*Text section*:
——————————

GSoC 2014 Sum Up
Being a participant of the GSoC 2014 as a Sugar developer has been an amazing experience for me. I learned and did a lot, though there are many things more I wish I could have done. Being introduced to mailing lists, IRC meetings and the whole open-source project workflow was a very rewarding journey, both professionaly and personally.
As a part of the Sugarlistens project, I wrapped the Pocketsphinx speech-recognition library in order to offer activity developers a ‘friendlier’, easier to-start-with API. First weeks were mostly about design and benchmarking of prospective implementation architectures, as I have shared in previous blogposts.
Maze
After finishing a first prototype of the Sugarlistens library, I decided to take it for a spin through two simple use cases:
- Starting activities from the home view.
- Implementing a voice interface for a simple Activity (Maze).
The following video shows the results of this phase:
Source code for the speech-enabled Maze Activity is available here: https://github.com/rparrapy/maze
Turtle Blocks
Next goal was targeting a somewhat more complex Activity. In this case, Turtle Blocks was chosen for being like a flagship of the Sugar learning environment and because of a helpful and persistent mainteiner.
For Turtle Blocks I developed a boolean block that returns true if the command pronounced by the user equals its text value. Thanks to the conventions stablished for the directory structure and file names of speech-enabled Activities, I was able to build the language model (a JSGF grammar) at runtime based on block values, achieving better accuracy.
The speech recognition block allows Turtle Blocks programmers to do pretty awesome stuff, like what is shown in the next video:
Speech recognition integration was developed as a Tutle Blocks plugin, its source code can be found here: https://github.com/rparrapy/turtle-listens
Querying the Journal
Sugar stores a registry of activities opened by the user, to let him resume its work where he left off. To my mentor and me this looked like a great feature for some speech-recognition goodness.
Using Sugarlistens plus the Sugar Datastore API and some timestamp arithmetics and there you go:
Source code from Sugar with a speech-recognition branch with these changes can be found here: https://github.com/rparrapy/sugar
Sugarlistens Icon
Now, this is all great but let’s say you are not into the whole voice commands thingy (you must be fun at parties (?)). I implemented a device icon to turn speech recognition on/off.
Seriously, it was a needed feature and you can see it in action here:
Source code for the Sugarlistens icon is available here: https://github.com/rparrapy/listen-trailicon
Packaging Up
Last part of the project was about packaging things up to make setting up Sugarlistens as easy as possible. To make it so, both the core sugarlistens library and the device icon listen-trailicon include a genrpm.sh bash script in their root folder.
As the script name kindly suggests, it generates a .rpm package that includes the dependency definitions and other configurations needed to get speech recognition up and running with Sugar.
Final Words
Spare me a little redundance here, last months have been great. Many thanks to my mentor tch, who was great to work with, Walter Bender, who provided lots of helpful tips specially during the Turtle Blocks period and all the guys from the IRC channel and the mailing list.

——————————

*Exercise tasks*:
**A)** Check each statement against the GSoC 2014 sum-up and answer yes or no, quoting the words of the text that decide it.
(i) Speech recognition for Turtle Blocks was developed as a plugin.
(ii) Only the core sugarlistens library includes the genrpm.sh script.
(iii) The Turtle Blocks language model is built at runtime from block values.
**B)** Reproduce the part of the GSoC 2014 sum-up from "Seriously, it was" up to and including "running with Sugar.".

*Source excerpt*:
——————————

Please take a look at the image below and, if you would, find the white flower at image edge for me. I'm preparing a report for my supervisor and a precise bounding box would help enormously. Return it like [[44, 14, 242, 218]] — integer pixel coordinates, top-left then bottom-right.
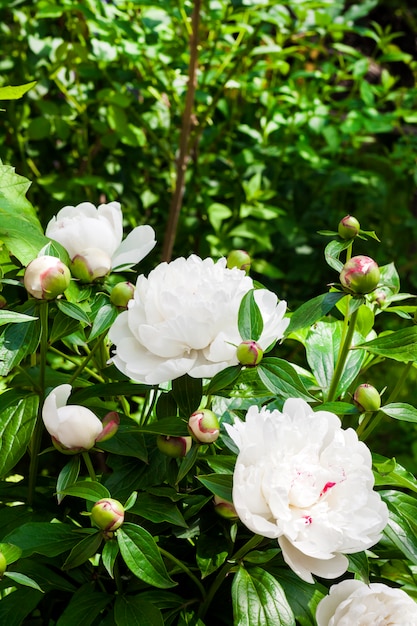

——————————

*Correct answers*:
**A)**
(i) Yes: "Speech recognition integration was developed as a Tutle Blocks plugin"
(ii) No: "both the core sugarlistens library and the device icon listen-trailicon include a genrpm.sh bash script in their root folder"
(iii) Yes: "I was able to build the language model (a JSGF grammar) at runtime based on block values"

**B)**
Seriously, it was a needed feature and you can see it in action here:
Source code for the Sugarlistens icon is available here: https://github.com/rparrapy/listen-trailicon
Packaging Up
Last part of the project was about packaging things up to make setting up Sugarlistens as easy as possible. To make it so, both the core sugarlistens library and the device icon listen-trailicon include a genrpm.sh bash script in their root folder.
As the script name kindly suggests, it generates a .rpm package that includes the dependency definitions and other configurations needed to get speech recognition up and running with Sugar.